[Study questions]
a. In the commentary on Trump's religious imagery, who first circulated the AI image that Trump's post modified?
b. Return the passage from the commentary on Trump's religious imagery starting at "After all, the" and ending at "eagle fly by.".

[Document section]
————
After all, the image Trump used in the post was a modified version of a worshipful piece of AI slop circulated by MAGA influencer Nick Adams, which caused no stir among Trump’s followers when it first appeared. The image shows the president plainly attired in the manner of Jesus, apparently healing a bedridden hospital patient with the aid of a mysteriously glowing orb in his hand, as a corps of grateful citizens—a nurse, a soldier, a woman in the attitude of Christian prayer, and a gray-bearded generic patriot—all look on in wonderment. Overhead, an angel and a group of spiritually transfigured soldiers look down on the scene as an Air Force plane and a bald eagle fly by.
The cumulative impact of all this crass spiritual self-aggrandizing may now shock the evangelical conscience after surfacing with a presidential imprimatur, but all of its components were firmly entrenched in MAGA circles long before the president decided it was a good idea to flame the pope. As Sharlet explained in 2024, when I interviewed him about Trump’s post-January 6 spiritual persona, “When you think of the Christian iconography of Trump, he is the Jesus figure on a tank. Or maybe there’s a Jesus figure hovering somewhere behind him, but Trump is always the focus. It’s an incarnation.”
And as Trump’s own governing agenda careens into quasi-apocalyptic global confrontations and fruitless bids to reclaim momentum in his fracturing coalition, Trump needs to recur to the dominant image of himself as national savior—though at this point it’s likely a maneuver that reassures him more than an increasingly restive and disaffected evangelical following. And even a raging narcissist like Trump has to know by now that he can’t afford to aggrandize himself at the expense of the evangelical army now amassed behind him; just two days after he was forced to remove his Trump-as-Jesus post, he launched a new Truth Social salvo depicting him enclosed in Jesus’ embrace. Liberal commentators greeted this as another detour into unhinged blasphemy, but in terms of MAGA-evangelical iconography, it announced a return to the fold; the post Trump was recirculating asked “doesn’t it seem, with all these satanic, demonic, child-sacrificing monsters being exposed…God might be playing the Trump card?” Trump’s own commentary was also clearly meant to signal that he was back in harness with the pandering culture-war rhetoric his followers demanded: “The Radical Left Lunatics might not like this, but I think it is quite nice!!!” Franklin Graham, the MAGAfied son of the 20th-century pastor to power Billy Graham, promptly picked up on the cue, declaring that the follow-up image simply conveyed that “we all need to be listening to Jesus”—while also, for good measure, dismissing the original furor over the Jesus post as “a lot to do about nothing.”
What secular liberals who read all of Trump’s religious pronouncements as unhinged hubris don’t understand is that such overtures, nakedly desperate and craven though they are, actually work. They reinscribe the image of Trump, the longtime sex-pest crony of Jeffrey Epstein, as the heroic scourge of “satanic, demonic, child-sacrificing monsters.” They reassure grievance-addicted believers that Trump is not only one of them but the foreordained agent of their deliverance—a righteous warrior who is poised to stage the ultimate act of divine retribution by waging an end-time holy war in Iran. Most of all, they posit Trump’s movement as the vanguard force that will visit richly earned eternal suffering on the far-flung defilers of just scriptural rule; that is the point at which the casually cruel Trump we recognize in Andrew Harnick’s photo achieves a kind of postmodern transubstantiation, and merges indistinguishably with the evangelically sanctioned image of Trump as Jesus on a tank. After all, as the Book of Matthew said, Jesus preached faith in a God for whom all things are possible.
————
[Material supplied]
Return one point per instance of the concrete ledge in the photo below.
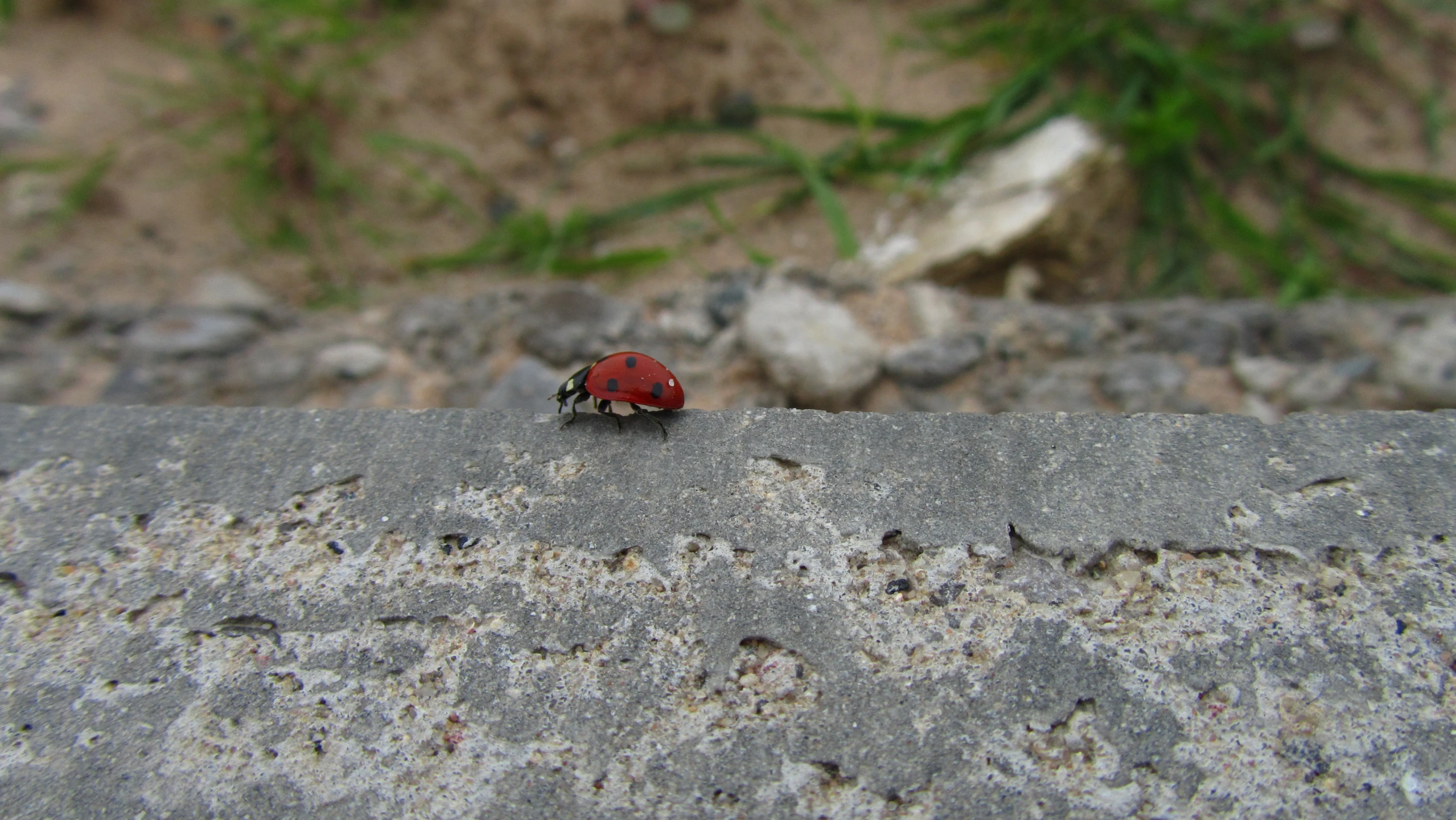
(771, 614)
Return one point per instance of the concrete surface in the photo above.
(771, 614)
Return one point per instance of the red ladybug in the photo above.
(630, 378)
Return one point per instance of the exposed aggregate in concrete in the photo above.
(774, 614)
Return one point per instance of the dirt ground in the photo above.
(523, 89)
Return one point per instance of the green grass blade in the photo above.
(849, 117)
(631, 260)
(753, 254)
(79, 192)
(673, 200)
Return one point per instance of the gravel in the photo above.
(573, 325)
(739, 338)
(25, 301)
(810, 347)
(525, 387)
(931, 363)
(351, 360)
(1426, 360)
(191, 333)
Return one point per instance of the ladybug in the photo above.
(630, 378)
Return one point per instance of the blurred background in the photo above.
(1082, 206)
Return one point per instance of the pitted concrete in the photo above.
(771, 614)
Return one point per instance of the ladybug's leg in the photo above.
(641, 411)
(604, 408)
(580, 398)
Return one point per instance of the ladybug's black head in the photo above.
(571, 388)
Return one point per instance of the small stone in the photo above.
(736, 110)
(1426, 362)
(688, 324)
(25, 301)
(929, 363)
(1314, 35)
(32, 196)
(1206, 334)
(1039, 580)
(1058, 191)
(573, 324)
(351, 360)
(192, 333)
(1260, 408)
(726, 304)
(1319, 385)
(933, 309)
(812, 347)
(1142, 382)
(525, 387)
(1263, 374)
(229, 293)
(17, 113)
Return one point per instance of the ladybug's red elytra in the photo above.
(632, 378)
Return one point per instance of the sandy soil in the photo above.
(519, 88)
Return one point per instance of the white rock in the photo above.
(813, 348)
(1317, 387)
(933, 309)
(1049, 191)
(689, 324)
(194, 333)
(229, 292)
(1426, 362)
(25, 301)
(17, 118)
(1257, 407)
(1263, 374)
(351, 360)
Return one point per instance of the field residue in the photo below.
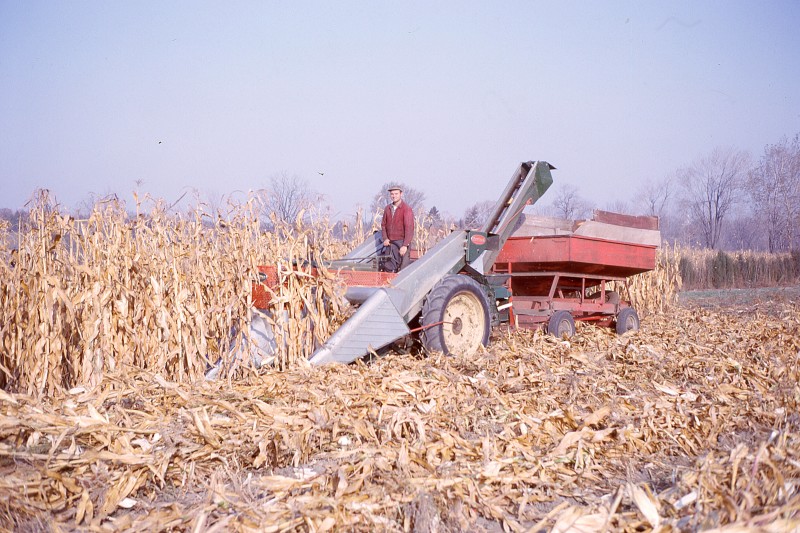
(689, 424)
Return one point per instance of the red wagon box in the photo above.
(577, 254)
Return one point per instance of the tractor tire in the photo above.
(561, 325)
(627, 320)
(455, 317)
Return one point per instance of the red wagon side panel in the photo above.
(578, 254)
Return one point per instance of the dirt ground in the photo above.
(689, 424)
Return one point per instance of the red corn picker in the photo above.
(536, 273)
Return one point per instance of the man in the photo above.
(397, 231)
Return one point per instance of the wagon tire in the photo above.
(455, 317)
(627, 320)
(561, 325)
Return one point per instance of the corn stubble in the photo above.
(106, 422)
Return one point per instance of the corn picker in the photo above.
(472, 281)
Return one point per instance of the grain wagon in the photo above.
(510, 272)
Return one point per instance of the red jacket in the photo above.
(400, 226)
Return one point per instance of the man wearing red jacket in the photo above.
(397, 231)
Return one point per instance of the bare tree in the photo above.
(568, 204)
(476, 215)
(619, 206)
(775, 190)
(288, 196)
(712, 186)
(654, 198)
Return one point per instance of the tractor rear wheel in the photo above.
(455, 317)
(627, 320)
(561, 325)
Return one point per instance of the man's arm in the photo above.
(408, 226)
(384, 224)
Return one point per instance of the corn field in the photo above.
(109, 324)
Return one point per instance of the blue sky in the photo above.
(447, 97)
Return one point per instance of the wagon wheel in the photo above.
(561, 325)
(627, 320)
(455, 317)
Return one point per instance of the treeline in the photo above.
(710, 269)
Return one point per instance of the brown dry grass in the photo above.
(106, 423)
(691, 423)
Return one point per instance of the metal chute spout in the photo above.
(376, 323)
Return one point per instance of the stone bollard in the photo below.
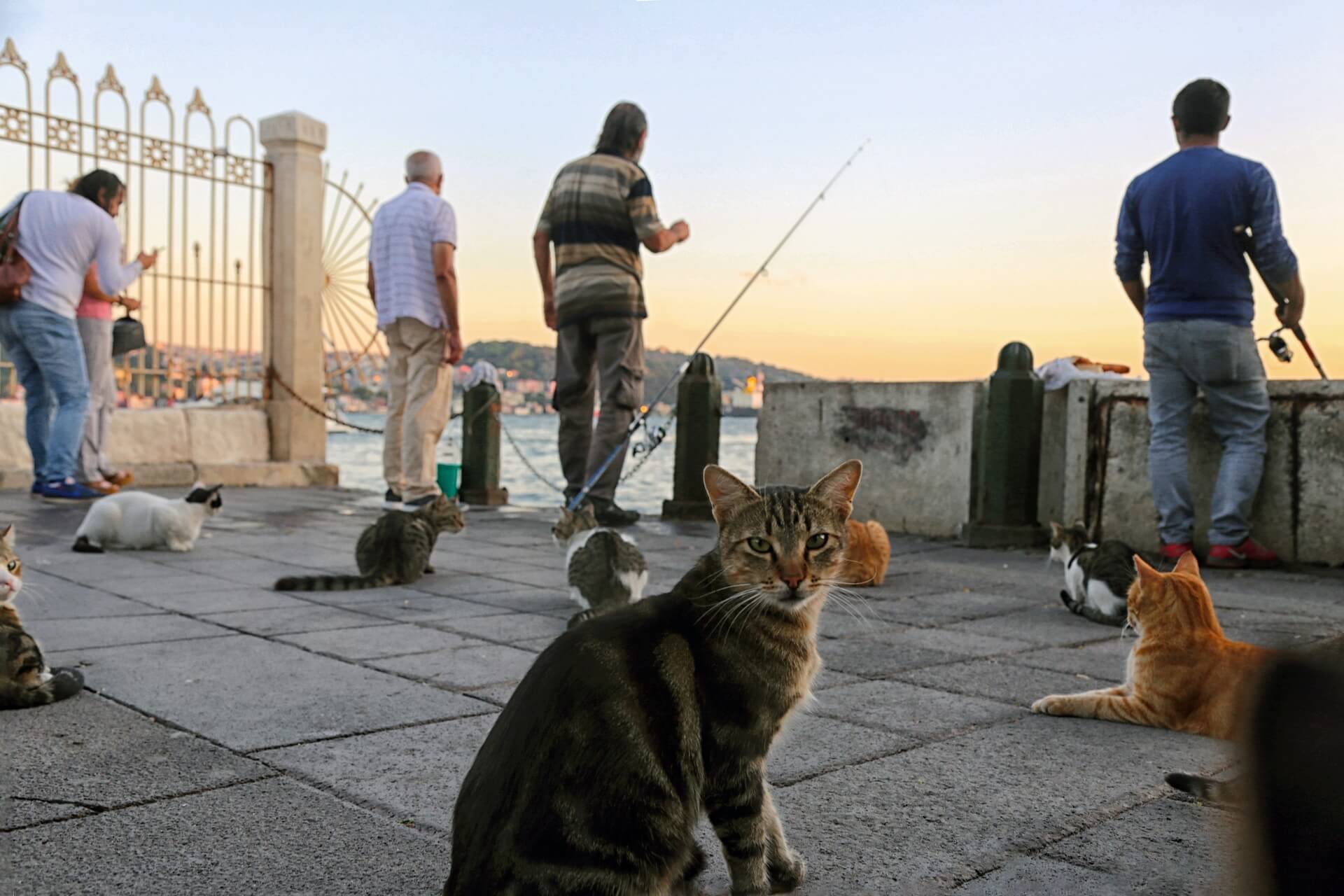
(1009, 456)
(482, 448)
(699, 406)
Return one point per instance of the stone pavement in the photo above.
(235, 739)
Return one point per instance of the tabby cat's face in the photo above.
(571, 523)
(1066, 542)
(444, 514)
(785, 542)
(11, 567)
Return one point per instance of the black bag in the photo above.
(128, 335)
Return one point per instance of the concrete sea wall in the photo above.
(175, 448)
(918, 447)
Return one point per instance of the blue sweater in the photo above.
(1183, 214)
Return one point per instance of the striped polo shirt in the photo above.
(402, 254)
(600, 209)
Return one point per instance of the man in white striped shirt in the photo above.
(61, 234)
(413, 284)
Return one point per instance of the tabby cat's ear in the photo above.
(726, 492)
(1187, 564)
(839, 485)
(1148, 577)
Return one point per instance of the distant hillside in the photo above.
(538, 362)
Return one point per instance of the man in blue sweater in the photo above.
(1198, 311)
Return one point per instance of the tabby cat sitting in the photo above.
(632, 726)
(394, 550)
(1182, 672)
(604, 567)
(24, 678)
(1097, 577)
(867, 551)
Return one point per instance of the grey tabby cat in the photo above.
(24, 678)
(605, 568)
(1097, 577)
(394, 550)
(632, 726)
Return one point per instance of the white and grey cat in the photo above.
(144, 522)
(604, 567)
(1097, 577)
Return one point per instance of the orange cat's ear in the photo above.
(726, 492)
(1148, 577)
(839, 485)
(1187, 564)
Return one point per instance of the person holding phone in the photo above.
(61, 235)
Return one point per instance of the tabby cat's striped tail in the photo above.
(64, 682)
(334, 582)
(1208, 789)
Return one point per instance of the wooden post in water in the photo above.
(699, 406)
(482, 447)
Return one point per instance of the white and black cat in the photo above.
(605, 568)
(144, 522)
(1097, 577)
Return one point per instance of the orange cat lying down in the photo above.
(866, 552)
(1182, 672)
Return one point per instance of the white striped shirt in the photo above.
(61, 235)
(402, 254)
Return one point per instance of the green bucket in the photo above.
(448, 475)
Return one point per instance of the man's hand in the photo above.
(549, 311)
(454, 348)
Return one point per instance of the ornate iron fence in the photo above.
(195, 188)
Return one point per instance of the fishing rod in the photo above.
(1276, 342)
(656, 438)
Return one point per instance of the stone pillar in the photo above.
(699, 405)
(293, 255)
(1009, 456)
(482, 447)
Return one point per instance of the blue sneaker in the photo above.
(67, 491)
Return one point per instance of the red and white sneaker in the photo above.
(1175, 552)
(1247, 554)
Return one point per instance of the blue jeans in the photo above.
(49, 359)
(1219, 359)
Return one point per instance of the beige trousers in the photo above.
(420, 400)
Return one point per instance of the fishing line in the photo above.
(656, 437)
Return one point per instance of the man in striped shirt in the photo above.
(598, 211)
(413, 282)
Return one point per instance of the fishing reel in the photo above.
(1277, 344)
————
[Task results]
a. MAGA influencer Nick Adams.

b.
After all, the image Trump used in the post was a modified version of a worshipful piece of AI slop circulated by MAGA influencer Nick Adams, which caused no stir among Trump’s followers when it first appeared. The image shows the president plainly attired in the manner of Jesus, apparently healing a bedridden hospital patient with the aid of a mysteriously glowing orb in his hand, as a corps of grateful citizens—a nurse, a soldier, a woman in the attitude of Christian prayer, and a gray-bearded generic patriot—all look on in wonderment. Overhead, an angel and a group of spiritually transfigured soldiers look down on the scene as an Air Force plane and a bald eagle fly by.